— Begin —

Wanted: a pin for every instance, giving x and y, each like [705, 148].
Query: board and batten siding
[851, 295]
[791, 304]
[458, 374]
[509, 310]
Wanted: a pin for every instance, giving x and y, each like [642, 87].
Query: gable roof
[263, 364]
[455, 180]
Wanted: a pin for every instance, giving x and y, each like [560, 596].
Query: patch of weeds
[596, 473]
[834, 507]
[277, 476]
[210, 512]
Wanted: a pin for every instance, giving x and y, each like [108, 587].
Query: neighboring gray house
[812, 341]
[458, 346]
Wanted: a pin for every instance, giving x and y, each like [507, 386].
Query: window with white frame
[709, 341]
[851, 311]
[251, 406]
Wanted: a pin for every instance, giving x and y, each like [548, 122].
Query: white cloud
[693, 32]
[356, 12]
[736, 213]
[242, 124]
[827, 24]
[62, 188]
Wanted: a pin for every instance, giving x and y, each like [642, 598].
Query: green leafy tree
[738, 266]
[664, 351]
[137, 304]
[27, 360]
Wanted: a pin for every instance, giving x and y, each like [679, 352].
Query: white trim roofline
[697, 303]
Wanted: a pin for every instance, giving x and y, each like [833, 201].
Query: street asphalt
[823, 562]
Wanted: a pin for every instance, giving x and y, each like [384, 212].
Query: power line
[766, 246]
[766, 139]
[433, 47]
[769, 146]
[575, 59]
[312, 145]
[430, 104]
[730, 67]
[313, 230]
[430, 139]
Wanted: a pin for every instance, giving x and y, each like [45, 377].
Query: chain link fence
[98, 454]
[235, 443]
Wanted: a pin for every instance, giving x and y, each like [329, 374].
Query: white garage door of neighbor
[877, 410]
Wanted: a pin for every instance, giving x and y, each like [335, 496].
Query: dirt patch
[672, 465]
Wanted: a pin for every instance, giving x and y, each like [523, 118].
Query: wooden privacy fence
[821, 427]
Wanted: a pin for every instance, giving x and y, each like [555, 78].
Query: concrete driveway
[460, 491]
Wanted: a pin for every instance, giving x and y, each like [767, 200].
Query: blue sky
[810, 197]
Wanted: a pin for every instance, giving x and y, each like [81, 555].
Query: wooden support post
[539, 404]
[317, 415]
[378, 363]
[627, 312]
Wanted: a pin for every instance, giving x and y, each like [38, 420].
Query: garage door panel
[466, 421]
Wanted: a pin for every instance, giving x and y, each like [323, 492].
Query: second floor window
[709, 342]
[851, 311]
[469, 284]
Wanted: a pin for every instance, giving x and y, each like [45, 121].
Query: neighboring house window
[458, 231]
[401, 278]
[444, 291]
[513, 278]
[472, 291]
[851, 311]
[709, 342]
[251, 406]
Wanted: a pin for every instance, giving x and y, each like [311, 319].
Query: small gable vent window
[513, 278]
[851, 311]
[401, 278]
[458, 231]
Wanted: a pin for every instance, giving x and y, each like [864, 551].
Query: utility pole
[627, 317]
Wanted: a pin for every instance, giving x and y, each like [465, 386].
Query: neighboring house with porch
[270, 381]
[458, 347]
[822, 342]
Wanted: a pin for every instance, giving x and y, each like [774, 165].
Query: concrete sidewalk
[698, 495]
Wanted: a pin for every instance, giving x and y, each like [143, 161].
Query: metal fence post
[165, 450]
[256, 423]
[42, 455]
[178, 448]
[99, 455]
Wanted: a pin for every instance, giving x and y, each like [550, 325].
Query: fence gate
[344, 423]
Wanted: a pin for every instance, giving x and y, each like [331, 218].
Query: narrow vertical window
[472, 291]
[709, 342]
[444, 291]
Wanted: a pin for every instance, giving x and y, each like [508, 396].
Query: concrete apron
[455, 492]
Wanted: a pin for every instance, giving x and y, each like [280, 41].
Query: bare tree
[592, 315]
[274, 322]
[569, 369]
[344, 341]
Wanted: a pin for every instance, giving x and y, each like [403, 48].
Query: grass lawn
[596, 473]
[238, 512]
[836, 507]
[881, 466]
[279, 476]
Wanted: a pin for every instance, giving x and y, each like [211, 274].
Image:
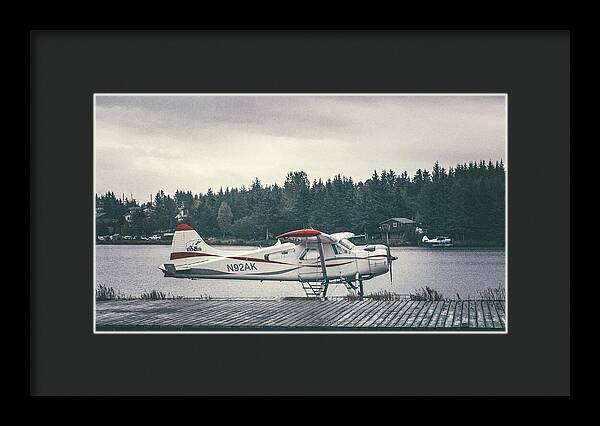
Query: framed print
[220, 208]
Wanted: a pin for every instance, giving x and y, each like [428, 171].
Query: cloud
[147, 143]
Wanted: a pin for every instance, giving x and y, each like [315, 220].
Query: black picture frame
[66, 68]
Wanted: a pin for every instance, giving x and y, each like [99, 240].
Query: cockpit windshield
[346, 243]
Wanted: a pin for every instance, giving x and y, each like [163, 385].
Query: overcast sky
[147, 143]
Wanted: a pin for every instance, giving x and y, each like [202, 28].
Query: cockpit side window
[310, 254]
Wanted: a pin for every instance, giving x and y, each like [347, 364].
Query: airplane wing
[302, 235]
[342, 235]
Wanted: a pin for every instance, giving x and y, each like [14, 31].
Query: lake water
[132, 270]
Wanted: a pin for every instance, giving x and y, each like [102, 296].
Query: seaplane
[311, 257]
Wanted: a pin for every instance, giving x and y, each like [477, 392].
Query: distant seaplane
[309, 256]
[437, 242]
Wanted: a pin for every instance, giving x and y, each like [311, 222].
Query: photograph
[300, 213]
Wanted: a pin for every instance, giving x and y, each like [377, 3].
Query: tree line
[465, 202]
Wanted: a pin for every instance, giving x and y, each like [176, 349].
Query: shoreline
[456, 246]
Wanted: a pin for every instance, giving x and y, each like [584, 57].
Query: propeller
[390, 260]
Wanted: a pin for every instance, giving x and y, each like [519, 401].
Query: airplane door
[310, 263]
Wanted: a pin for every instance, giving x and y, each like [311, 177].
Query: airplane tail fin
[187, 243]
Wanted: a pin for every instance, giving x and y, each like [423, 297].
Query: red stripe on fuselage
[184, 254]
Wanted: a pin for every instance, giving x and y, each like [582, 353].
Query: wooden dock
[299, 315]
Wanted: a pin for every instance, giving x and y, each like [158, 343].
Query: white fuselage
[282, 262]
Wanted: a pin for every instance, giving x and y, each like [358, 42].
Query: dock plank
[330, 314]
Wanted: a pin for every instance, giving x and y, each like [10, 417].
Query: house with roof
[398, 228]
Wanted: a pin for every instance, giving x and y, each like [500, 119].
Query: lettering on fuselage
[240, 267]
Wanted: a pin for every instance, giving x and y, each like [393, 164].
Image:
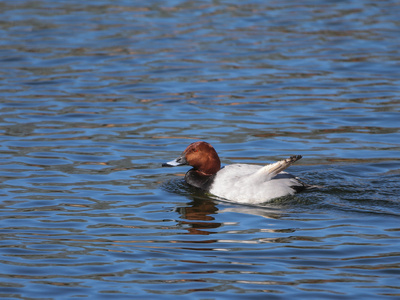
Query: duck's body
[242, 183]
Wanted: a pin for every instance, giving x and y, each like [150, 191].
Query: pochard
[241, 183]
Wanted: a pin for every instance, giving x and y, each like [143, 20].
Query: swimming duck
[241, 183]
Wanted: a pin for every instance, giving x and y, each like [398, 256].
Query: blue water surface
[96, 95]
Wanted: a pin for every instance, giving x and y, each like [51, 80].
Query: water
[96, 95]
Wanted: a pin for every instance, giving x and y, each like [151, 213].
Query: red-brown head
[201, 156]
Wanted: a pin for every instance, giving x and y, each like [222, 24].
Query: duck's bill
[180, 161]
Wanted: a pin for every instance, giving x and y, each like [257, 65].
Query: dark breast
[199, 180]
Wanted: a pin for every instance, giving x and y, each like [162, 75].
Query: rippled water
[96, 95]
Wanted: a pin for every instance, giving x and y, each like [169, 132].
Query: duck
[240, 183]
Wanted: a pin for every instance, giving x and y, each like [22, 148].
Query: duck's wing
[271, 170]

— End —

**Given task**
Reproduce all the entries above with "instance" swapped for "object" everywhere it occurs, keeping everything else unchanged. Leave the pictures out of your answer.

**The response**
Wanted: a pin for every object, giving x and y, each like [705, 148].
Query: board and batten siding
[851, 295]
[791, 304]
[458, 374]
[509, 310]
Wanted: a pin for every object, giving x and y, each like [642, 87].
Query: gable roof
[263, 364]
[455, 180]
Wanted: a pin for every object, giving x and y, each like [560, 596].
Query: patch of weeds
[596, 473]
[834, 507]
[277, 476]
[210, 512]
Wanted: a pin for every object, giving x and y, each like [108, 587].
Query: neighboring gray house
[812, 341]
[458, 346]
Wanted: a pin for every object, giving x and y, each like [507, 386].
Query: window with white frame
[709, 341]
[851, 311]
[251, 406]
Wanted: a pin for every object, giving x and y, each like [548, 122].
Query: white cloud
[693, 32]
[356, 12]
[736, 213]
[242, 124]
[827, 24]
[62, 188]
Wanted: a pin for every object, giving x and y, each like [642, 598].
Query: green leafy tree
[738, 266]
[664, 351]
[137, 304]
[27, 360]
Wanted: a pin for every object, giving x and y, each like [679, 352].
Query: white trim roofline
[697, 303]
Wanted: a pin for every object, giving x and y, each like [833, 201].
Query: street asphalt
[823, 562]
Wanted: a pin for every object, giving x and y, each like [384, 212].
Query: power line
[766, 246]
[766, 139]
[433, 47]
[769, 146]
[575, 59]
[312, 145]
[430, 104]
[730, 67]
[313, 230]
[430, 139]
Wanted: a pin for every object, giving x and y, each like [45, 377].
Query: chain link fence
[98, 454]
[235, 443]
Wanted: a pin for every object, giving x and y, each like [329, 374].
Query: white garage door of neighbor
[877, 410]
Wanted: a pin for every object, giving x and y, each like [335, 496].
Query: dirt patch
[672, 465]
Wanted: a pin for every object, giving x and y, each like [523, 118].
Query: wooden privacy fence
[821, 427]
Wanted: a pin for every object, giving x and y, each like [555, 78].
Query: concrete driveway
[460, 491]
Wanted: a pin for every object, giving x and y, each like [767, 200].
Query: blue sky
[810, 197]
Wanted: a pin for every object, giving x and y, each like [81, 555].
Query: wooden support post
[539, 404]
[317, 415]
[378, 363]
[627, 312]
Wanted: a pin for every object, giving x and y, each like [38, 420].
Query: garage door panel
[466, 421]
Wanted: a pin for every object, giving x and y, each like [323, 492].
Query: second floor window
[709, 342]
[851, 311]
[469, 284]
Wanted: a pin for every object, giving x and y, each like [45, 121].
Query: neighboring house window
[458, 231]
[401, 278]
[444, 291]
[513, 278]
[472, 291]
[851, 311]
[709, 342]
[251, 406]
Wanted: a pin for every object, giving x and y, each like [311, 319].
Query: small gable vent window
[513, 278]
[851, 311]
[401, 278]
[458, 231]
Wanted: a pin for every object, giving x and y, each like [864, 551].
Query: utility pole
[627, 317]
Wanted: a pin for every object, giving x and y, each like [465, 386].
Query: neighboring house with porch
[270, 381]
[458, 347]
[822, 342]
Wanted: a pin for every object, giving x and y, each like [774, 165].
Query: concrete sidewalk
[698, 495]
Wanted: a pin for every object, giving x and y, each like [143, 161].
Query: metal fence post
[165, 450]
[256, 423]
[42, 455]
[178, 448]
[99, 455]
Wanted: a pin for every object, giving x and y, each like [550, 325].
Query: fence gate
[344, 423]
Wanted: a pin for every object, giving x and y, each like [331, 218].
Query: narrow vertical window
[472, 291]
[709, 342]
[444, 291]
Wanted: a pin for every object, giving x and y, each like [508, 396].
Query: concrete apron
[455, 492]
Wanted: a pin for every object, giving x and y, each like [280, 41].
Query: bare tree
[592, 315]
[274, 322]
[569, 369]
[344, 341]
Wanted: a pin for every object, giving x and y, each like [403, 48].
Query: grass lawn
[596, 473]
[238, 512]
[836, 507]
[881, 466]
[279, 476]
Wanted: a pin for every object, giving x and y, each like [211, 274].
Image:
Query: framed print
[220, 208]
Wanted: a pin for every object, giving x and y, each like [428, 171].
Query: cloud
[147, 143]
Wanted: a pin for every object, giving x and y, each like [315, 220].
Query: black picture frame
[66, 68]
Wanted: a pin for every object, giving x and y, each like [99, 240].
Query: cockpit windshield
[346, 243]
Wanted: a pin for every object, giving x and y, each like [163, 385].
Query: overcast sky
[147, 143]
Wanted: a pin for every object, giving x and y, each like [202, 28].
Query: cockpit side window
[310, 254]
Wanted: a pin for every object, giving x and y, each like [347, 364].
Query: airplane wing
[302, 235]
[342, 235]
Wanted: a pin for every object, giving x and y, each like [14, 31].
Query: lake water
[132, 270]
Wanted: a pin for every object, giving x and y, each like [102, 296].
Query: seaplane
[311, 257]
Wanted: a pin for every object, giving x and y, each like [477, 392].
Query: distant seaplane
[309, 256]
[437, 242]
Wanted: a pin for every object, giving x and y, each like [311, 222].
Query: photograph
[300, 213]
Wanted: a pin for every object, giving x and y, each like [377, 3].
Query: tree line
[465, 202]
Wanted: a pin for every object, giving x and y, each like [176, 349].
Query: shoreline
[456, 246]
Wanted: a pin for every object, giving x and y, each like [584, 57].
Query: propeller
[390, 260]
Wanted: a pin for every object, giving x and y, each like [519, 401].
Query: airplane door
[310, 263]
Wanted: a pin for every object, giving x and y, each like [311, 177].
Query: airplane tail fin
[187, 243]
Wanted: a pin for every object, giving x and y, each like [423, 297].
Query: red stripe on fuselage
[184, 254]
Wanted: a pin for every object, giving x and y, each like [582, 353].
Query: wooden dock
[299, 315]
Wanted: a pin for every object, giving x and y, each like [158, 343].
Query: white fuselage
[282, 262]
Wanted: a pin for every object, giving x and y, each like [358, 42].
Query: dock plank
[330, 314]
Wanted: a pin for every object, giving x and y, each like [10, 417].
Query: house with roof
[398, 228]
Wanted: a pin for every object, giving x and y, each like [500, 119].
Query: lettering on fuselage
[240, 267]
Wanted: a pin for every object, giving x and y, each like [393, 164].
Image:
Query: duck's body
[242, 183]
Wanted: a pin for every object, giving x and y, each like [150, 191].
Query: pochard
[241, 183]
Wanted: a pin for every object, giving x and y, each like [143, 20].
Query: swimming duck
[241, 183]
Wanted: a pin for every object, giving x and y, each like [398, 256].
Query: blue water surface
[96, 95]
Wanted: a pin for every object, giving x and y, each like [51, 80].
Query: water
[96, 95]
Wanted: a pin for every object, giving x and y, each like [151, 213].
Query: red-brown head
[201, 156]
Wanted: a pin for every object, giving x and y, each like [222, 24].
Query: duck's bill
[180, 161]
Wanted: a pin for every object, giving x and y, each like [257, 65].
Query: dark breast
[199, 180]
Wanted: a pin for every object, giving x and y, each like [162, 75].
Query: rippled water
[96, 95]
Wanted: a pin for every object, giving x and y, each like [169, 132].
Query: duck
[240, 183]
Wanted: a pin for every object, giving x and y, each like [22, 148].
Query: duck's wing
[271, 170]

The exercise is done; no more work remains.